Work to be completed:
The lines to extract start at the one containing "Target: wooden desk" and end with the last line; give them exactly and nothing more.

Rows:
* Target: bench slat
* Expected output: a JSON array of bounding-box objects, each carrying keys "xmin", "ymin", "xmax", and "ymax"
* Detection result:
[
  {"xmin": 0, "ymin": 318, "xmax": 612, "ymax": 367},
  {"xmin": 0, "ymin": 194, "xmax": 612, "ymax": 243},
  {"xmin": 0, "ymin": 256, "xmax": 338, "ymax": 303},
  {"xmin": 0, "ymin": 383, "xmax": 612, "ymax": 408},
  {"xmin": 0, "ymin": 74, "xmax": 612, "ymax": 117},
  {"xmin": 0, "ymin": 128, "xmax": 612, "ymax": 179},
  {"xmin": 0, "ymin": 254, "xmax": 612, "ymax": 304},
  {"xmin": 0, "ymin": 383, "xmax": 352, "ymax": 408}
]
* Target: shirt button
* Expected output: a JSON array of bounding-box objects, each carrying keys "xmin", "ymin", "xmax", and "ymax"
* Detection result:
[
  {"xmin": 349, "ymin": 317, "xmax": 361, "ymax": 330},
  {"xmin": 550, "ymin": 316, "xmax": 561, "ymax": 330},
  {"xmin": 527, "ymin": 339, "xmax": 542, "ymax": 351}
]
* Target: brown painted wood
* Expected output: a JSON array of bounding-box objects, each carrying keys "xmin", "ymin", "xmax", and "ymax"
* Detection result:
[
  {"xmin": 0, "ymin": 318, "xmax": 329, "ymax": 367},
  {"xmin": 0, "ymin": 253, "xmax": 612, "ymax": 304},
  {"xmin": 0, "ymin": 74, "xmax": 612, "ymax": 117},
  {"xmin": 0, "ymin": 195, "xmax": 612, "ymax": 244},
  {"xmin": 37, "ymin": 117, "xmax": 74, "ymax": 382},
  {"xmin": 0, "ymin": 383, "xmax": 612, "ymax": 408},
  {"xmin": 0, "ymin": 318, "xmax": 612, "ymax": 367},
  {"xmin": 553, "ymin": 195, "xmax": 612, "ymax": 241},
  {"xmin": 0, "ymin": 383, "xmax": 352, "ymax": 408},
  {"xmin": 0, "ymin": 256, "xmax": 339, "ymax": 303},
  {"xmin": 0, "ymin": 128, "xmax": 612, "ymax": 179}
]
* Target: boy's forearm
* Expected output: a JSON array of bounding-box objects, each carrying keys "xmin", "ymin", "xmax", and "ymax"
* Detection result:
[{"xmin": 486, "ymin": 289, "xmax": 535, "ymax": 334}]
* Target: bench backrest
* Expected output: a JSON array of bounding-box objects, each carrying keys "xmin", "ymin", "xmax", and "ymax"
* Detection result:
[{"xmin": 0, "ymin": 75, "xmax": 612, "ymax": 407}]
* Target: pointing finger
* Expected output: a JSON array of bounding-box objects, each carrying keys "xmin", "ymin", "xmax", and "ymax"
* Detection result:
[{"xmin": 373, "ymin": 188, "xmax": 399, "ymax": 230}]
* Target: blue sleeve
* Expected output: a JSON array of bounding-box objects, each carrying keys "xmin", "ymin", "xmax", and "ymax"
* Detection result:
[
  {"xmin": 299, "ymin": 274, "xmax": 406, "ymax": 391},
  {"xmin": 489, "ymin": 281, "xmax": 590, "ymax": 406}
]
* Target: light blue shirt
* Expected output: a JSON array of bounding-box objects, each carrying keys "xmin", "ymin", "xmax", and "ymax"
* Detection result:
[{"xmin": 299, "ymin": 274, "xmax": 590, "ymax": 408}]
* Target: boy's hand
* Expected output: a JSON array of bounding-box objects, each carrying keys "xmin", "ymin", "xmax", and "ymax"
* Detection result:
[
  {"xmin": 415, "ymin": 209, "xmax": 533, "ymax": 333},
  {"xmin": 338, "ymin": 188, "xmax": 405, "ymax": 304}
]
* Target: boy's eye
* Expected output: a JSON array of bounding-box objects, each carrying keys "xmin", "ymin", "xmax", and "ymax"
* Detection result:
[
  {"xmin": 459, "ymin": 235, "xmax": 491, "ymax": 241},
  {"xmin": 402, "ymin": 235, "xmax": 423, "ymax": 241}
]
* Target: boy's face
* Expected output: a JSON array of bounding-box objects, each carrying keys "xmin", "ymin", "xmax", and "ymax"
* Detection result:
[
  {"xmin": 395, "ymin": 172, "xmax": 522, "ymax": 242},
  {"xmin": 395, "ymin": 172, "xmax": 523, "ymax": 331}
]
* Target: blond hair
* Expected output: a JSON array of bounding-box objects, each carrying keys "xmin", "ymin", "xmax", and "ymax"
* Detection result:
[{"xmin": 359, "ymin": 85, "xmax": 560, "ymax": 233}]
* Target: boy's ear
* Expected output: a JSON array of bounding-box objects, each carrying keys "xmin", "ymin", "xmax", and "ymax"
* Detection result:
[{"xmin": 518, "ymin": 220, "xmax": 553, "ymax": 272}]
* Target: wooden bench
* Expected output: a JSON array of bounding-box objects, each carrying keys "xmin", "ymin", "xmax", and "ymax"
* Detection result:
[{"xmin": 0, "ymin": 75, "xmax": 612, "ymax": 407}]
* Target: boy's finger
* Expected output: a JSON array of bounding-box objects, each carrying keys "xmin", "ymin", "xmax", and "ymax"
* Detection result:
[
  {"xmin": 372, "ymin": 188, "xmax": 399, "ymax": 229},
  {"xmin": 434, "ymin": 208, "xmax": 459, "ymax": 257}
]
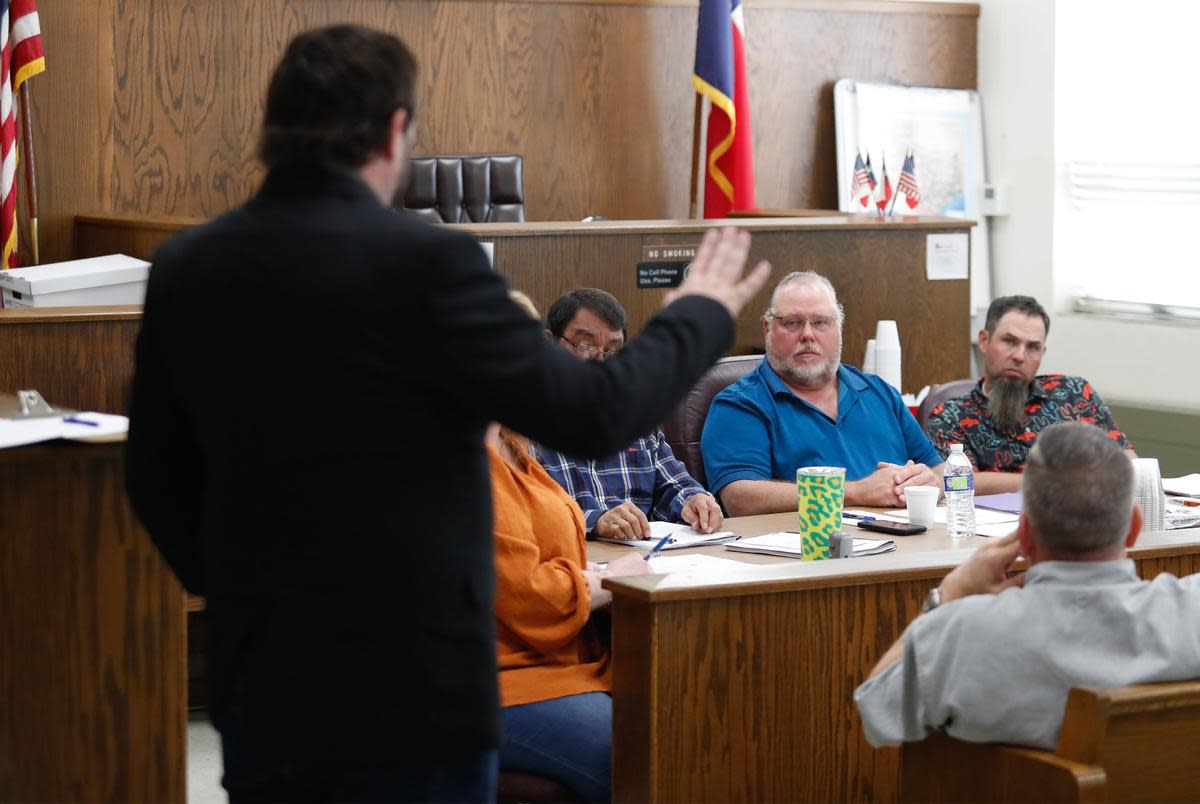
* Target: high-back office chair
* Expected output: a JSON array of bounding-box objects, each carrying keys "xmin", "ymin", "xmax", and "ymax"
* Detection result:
[
  {"xmin": 662, "ymin": 354, "xmax": 762, "ymax": 488},
  {"xmin": 396, "ymin": 154, "xmax": 526, "ymax": 223},
  {"xmin": 496, "ymin": 770, "xmax": 581, "ymax": 804},
  {"xmin": 900, "ymin": 680, "xmax": 1200, "ymax": 802},
  {"xmin": 917, "ymin": 377, "xmax": 979, "ymax": 436}
]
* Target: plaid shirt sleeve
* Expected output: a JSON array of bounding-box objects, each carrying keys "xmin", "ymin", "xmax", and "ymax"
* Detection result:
[
  {"xmin": 646, "ymin": 430, "xmax": 708, "ymax": 522},
  {"xmin": 534, "ymin": 444, "xmax": 611, "ymax": 533}
]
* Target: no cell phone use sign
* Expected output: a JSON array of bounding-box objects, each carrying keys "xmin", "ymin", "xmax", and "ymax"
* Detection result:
[{"xmin": 637, "ymin": 246, "xmax": 698, "ymax": 289}]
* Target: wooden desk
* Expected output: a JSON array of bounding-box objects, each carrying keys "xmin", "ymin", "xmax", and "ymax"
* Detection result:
[
  {"xmin": 0, "ymin": 443, "xmax": 187, "ymax": 803},
  {"xmin": 76, "ymin": 212, "xmax": 972, "ymax": 390},
  {"xmin": 604, "ymin": 514, "xmax": 1200, "ymax": 802}
]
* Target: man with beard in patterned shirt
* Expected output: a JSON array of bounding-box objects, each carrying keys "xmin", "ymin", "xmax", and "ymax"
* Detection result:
[{"xmin": 929, "ymin": 296, "xmax": 1135, "ymax": 494}]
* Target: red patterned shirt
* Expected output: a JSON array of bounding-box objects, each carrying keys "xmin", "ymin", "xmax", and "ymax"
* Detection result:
[{"xmin": 928, "ymin": 374, "xmax": 1130, "ymax": 472}]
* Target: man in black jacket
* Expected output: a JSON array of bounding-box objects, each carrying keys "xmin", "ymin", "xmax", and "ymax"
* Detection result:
[{"xmin": 127, "ymin": 26, "xmax": 769, "ymax": 800}]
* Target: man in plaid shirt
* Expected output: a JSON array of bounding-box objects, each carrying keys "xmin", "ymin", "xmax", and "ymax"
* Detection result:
[{"xmin": 538, "ymin": 288, "xmax": 724, "ymax": 539}]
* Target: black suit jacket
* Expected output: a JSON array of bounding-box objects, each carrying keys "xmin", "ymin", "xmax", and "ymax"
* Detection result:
[{"xmin": 127, "ymin": 170, "xmax": 732, "ymax": 766}]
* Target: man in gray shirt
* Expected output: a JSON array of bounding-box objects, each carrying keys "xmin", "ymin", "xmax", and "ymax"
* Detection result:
[{"xmin": 854, "ymin": 422, "xmax": 1200, "ymax": 750}]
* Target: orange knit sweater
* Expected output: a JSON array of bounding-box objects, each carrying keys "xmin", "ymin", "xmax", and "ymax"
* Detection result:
[{"xmin": 487, "ymin": 446, "xmax": 612, "ymax": 707}]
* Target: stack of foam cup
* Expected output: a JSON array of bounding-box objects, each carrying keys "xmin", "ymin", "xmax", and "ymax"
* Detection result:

Final result:
* Target: wooden desk
* Expected output: a JSON array of bounding-box objects, each carrying keys "xmin", "ymin", "xmax", and "ymax"
* Detection result:
[
  {"xmin": 0, "ymin": 443, "xmax": 187, "ymax": 803},
  {"xmin": 76, "ymin": 212, "xmax": 972, "ymax": 390},
  {"xmin": 604, "ymin": 514, "xmax": 1200, "ymax": 802}
]
* Target: man with beard in patterned shirt
* Expected output: a JSON array of bounding-box objects, each carrying keys "xmin", "ymin", "xmax", and "ymax"
* Detection result:
[{"xmin": 929, "ymin": 296, "xmax": 1135, "ymax": 494}]
* Target: red patterned shirt
* Expected output: a JSON array of bounding-box objects, each carrying keys "xmin", "ymin", "xmax", and "ymax"
* Detection result:
[{"xmin": 928, "ymin": 374, "xmax": 1130, "ymax": 472}]
* Target: man in black jacket
* Expected output: a JSON array of bounding-box objects, each carrying keys "xmin", "ymin", "xmax", and "ymax"
* Detection result:
[{"xmin": 127, "ymin": 26, "xmax": 769, "ymax": 800}]
* Target: man in plaid shirt
* Expected output: a JSON array of bounding-box objects, each carrying keys "xmin", "ymin", "xmax", and "ymax"
* Detection result:
[{"xmin": 538, "ymin": 288, "xmax": 724, "ymax": 539}]
* Target: black suit jacket
* Expected output: a JSON array of bounding-box objects, each carrying keys "xmin", "ymin", "xmax", and "ymax"
* Detection result:
[{"xmin": 127, "ymin": 170, "xmax": 732, "ymax": 766}]
* Target: man in gray shirt
* Expected output: a JSON array of bounding-box objects, each carrying keys "xmin", "ymin", "xmax", and "ymax"
* Detection result:
[{"xmin": 854, "ymin": 422, "xmax": 1200, "ymax": 750}]
* Target: orange knit sweater
* Expected output: a JSON array of bounding-box objects, each carrying keys "xmin", "ymin", "xmax", and "ymax"
* Detection result:
[{"xmin": 487, "ymin": 446, "xmax": 612, "ymax": 707}]
* Target: stack of foam cup
* Expected output: a JSON array of bounding-box objects, each carrying keys "xmin", "ymin", "xmax", and "ymax"
* Detection result:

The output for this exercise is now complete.